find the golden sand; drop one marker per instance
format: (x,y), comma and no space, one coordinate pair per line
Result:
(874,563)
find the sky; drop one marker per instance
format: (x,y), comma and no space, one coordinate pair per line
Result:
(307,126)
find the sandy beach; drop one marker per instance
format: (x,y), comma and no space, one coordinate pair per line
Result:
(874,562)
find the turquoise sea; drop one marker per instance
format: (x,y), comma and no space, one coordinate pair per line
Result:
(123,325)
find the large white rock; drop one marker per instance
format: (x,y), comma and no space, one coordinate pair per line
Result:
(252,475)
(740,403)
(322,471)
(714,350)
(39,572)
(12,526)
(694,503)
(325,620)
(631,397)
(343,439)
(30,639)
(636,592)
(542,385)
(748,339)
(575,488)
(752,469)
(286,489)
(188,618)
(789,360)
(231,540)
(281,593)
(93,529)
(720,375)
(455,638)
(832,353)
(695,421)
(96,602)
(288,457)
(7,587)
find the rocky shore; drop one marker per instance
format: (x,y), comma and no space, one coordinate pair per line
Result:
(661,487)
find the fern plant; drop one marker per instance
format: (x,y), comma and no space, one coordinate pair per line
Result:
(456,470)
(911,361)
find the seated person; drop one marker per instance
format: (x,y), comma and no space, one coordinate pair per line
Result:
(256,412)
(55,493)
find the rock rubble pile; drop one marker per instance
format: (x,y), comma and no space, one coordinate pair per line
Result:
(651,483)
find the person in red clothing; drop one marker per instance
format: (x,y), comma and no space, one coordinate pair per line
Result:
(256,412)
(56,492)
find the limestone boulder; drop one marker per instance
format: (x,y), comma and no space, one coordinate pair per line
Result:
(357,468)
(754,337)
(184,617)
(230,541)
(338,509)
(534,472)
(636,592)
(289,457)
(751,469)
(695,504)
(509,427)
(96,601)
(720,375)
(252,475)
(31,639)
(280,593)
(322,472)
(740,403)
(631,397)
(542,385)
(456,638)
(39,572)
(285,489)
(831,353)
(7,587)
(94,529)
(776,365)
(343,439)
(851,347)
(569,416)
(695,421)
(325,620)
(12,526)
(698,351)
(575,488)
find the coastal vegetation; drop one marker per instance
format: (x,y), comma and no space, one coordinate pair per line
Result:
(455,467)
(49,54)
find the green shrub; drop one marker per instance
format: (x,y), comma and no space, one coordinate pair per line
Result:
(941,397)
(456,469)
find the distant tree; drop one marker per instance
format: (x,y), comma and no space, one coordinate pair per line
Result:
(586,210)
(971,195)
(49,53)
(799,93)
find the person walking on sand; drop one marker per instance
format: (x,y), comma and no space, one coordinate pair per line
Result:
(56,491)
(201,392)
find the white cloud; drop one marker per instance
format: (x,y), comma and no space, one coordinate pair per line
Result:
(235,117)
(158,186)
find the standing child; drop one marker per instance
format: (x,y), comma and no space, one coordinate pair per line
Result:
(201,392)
● ● ● ● ● ● ●
## PROBLEM DESCRIPTION
Rewrite every line from the one holding "find the standing" through the end of the rows, inclusive, requests included, with each coordinate in the answers shifted by -46.

## RESPONSE FOR THIS EXERCISE
find the standing child; drop one marker per instance
format: (x,y), comma and no space, one coordinate pair per line
Result:
(155,346)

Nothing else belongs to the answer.